Task details
For each line below, print it again exactly as shown.

Data excerpts
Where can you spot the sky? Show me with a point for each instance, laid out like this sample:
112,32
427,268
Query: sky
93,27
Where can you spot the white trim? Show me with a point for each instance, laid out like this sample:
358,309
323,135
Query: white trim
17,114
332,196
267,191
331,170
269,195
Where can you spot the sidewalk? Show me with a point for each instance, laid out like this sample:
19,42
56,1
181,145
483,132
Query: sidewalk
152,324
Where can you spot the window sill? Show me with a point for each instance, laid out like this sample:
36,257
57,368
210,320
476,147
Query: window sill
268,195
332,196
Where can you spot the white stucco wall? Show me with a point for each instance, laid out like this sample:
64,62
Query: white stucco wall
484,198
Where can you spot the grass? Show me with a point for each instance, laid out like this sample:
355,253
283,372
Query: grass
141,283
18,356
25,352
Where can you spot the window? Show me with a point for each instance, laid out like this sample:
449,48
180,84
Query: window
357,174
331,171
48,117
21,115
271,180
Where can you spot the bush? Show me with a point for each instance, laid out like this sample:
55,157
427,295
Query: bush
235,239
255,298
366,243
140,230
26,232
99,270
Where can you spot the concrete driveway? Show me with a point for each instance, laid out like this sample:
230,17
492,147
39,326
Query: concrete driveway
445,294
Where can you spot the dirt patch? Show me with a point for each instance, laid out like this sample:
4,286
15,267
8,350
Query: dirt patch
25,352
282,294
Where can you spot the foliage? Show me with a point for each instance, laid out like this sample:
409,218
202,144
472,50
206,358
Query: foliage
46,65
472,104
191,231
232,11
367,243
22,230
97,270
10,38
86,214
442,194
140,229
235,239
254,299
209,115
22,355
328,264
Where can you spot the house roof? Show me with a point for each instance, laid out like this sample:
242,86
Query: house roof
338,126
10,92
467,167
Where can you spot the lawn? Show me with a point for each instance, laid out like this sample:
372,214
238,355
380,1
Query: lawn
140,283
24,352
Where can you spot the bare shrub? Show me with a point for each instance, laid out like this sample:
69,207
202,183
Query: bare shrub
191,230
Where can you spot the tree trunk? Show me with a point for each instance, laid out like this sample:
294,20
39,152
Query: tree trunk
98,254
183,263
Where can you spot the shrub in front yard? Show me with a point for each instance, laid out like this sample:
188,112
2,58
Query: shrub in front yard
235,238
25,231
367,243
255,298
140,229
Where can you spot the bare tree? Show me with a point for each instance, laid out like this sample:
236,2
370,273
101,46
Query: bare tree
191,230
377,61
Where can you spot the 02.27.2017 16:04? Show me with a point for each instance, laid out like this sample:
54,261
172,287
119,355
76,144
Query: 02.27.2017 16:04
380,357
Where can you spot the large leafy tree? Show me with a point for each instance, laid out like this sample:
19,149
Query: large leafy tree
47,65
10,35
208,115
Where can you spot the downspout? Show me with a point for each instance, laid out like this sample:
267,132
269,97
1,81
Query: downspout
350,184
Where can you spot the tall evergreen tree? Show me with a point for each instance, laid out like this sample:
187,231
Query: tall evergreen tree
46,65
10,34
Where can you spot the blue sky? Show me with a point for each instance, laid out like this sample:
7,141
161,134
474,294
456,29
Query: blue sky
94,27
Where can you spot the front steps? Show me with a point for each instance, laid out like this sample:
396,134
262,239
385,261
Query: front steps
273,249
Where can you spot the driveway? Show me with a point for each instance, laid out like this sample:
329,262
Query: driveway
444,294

Written answer
Where can you spot the sky? Show me with a point for each instance, laid out like this sample:
112,32
427,268
Query: sky
93,27
Where can you spot the white trim? Show me with a point for each instance, laid out like this sample:
358,309
323,135
Query: white trim
17,114
332,196
267,191
331,170
269,195
Where can you spot the sidewalk? Show me with a point for each instance, laid out like this sample:
19,42
56,1
181,145
483,132
Query: sidewalk
152,324
Where can you spot the window sill? Show me with a point for each instance, laid out like this sample:
36,257
57,368
210,320
476,147
Query: window sill
268,195
332,196
Where can you spot the white stucco wall? Show me with a point for each instance, laid out like this sample:
64,62
Query: white stucco wall
484,198
Where can you spot the grass? Show me with a point for each instance, laid out like this sample:
355,253
283,372
Query: grass
141,283
18,356
25,352
Where can you spot the window? Show me with a point for each instance, laid out like this sample:
449,48
180,84
Query: window
357,174
331,171
48,117
21,115
271,180
Where can you spot the bush? Show me with a point for each instance, laid out like this sample:
55,157
427,295
Query: bush
235,239
255,298
366,243
140,230
26,232
99,270
Where can you spot the concrete driveway? Show me with a point for each instance, laid out like this sample:
230,17
492,147
39,326
Query: concrete driveway
445,294
Where can you spot the dirt patch? Show me with a point for each instance, laid out like this sample:
4,286
15,267
8,350
Query: dirt patch
25,352
282,294
Where can you spot the foliage? Show me with a point for each instance, laid out like this sample:
409,218
202,144
472,50
206,358
Query: foliage
46,65
472,104
191,231
232,11
367,243
22,230
97,270
10,38
86,214
442,194
140,229
235,239
254,299
209,115
22,355
328,264
Where can you spot the house roof? Show me with a point for each instance, laid out like this sample:
242,86
Query: house roof
338,126
10,92
467,167
Where can you spot the lawn? Show me with a point for each instance, laid out like this sample:
372,214
238,355
380,1
Query: lawn
140,283
24,352
Where can you spot the bare shrub? Show me with a point for each instance, laid out like this sample:
69,207
202,183
Query: bare shrub
191,230
Where can you spot the tree trunk? Show me with a point for each instance, laid out like this sample:
294,20
39,152
Query: tree trunk
98,254
183,263
Where can you spot the shrub in front yard? Show me with a point for each instance, laid out like this sample:
188,112
2,58
Query: shrub in front yard
235,238
25,231
367,243
255,298
140,229
Where can you spot the bare tree? Show me with a point for each instance, laid out like this sample:
236,2
370,273
101,46
Query: bare tree
191,230
377,61
Where can you spot the 02.27.2017 16:04? Show me with a point for each instance, laid out like this sample:
54,261
172,287
119,355
76,144
Query: 02.27.2017 16:04
380,357
Where can you spot the large leafy tree? Show me with a point for each instance, laid out like this sample:
19,149
Query: large leafy tree
47,65
10,35
208,115
Where can you spot the downspout? Show me with a point for each instance, laid out like this sample:
267,132
269,97
1,81
Query: downspout
350,184
Where can you spot the tall evergreen tree? Show me with a point for each instance, laid out like this sample:
187,231
Query: tall evergreen tree
46,65
10,34
Where can you spot the blue sky? Show me with a point for each instance, laid out like this sample:
7,141
161,134
474,294
456,29
Query: blue sky
94,27
Where can you spot the front steps? Show me with a point for each instance, laid out like this sample:
396,134
262,239
385,261
Query: front steps
273,249
Where can you spot the driveway? Show me with a point for each instance, laid out like this sample:
329,262
Query: driveway
444,294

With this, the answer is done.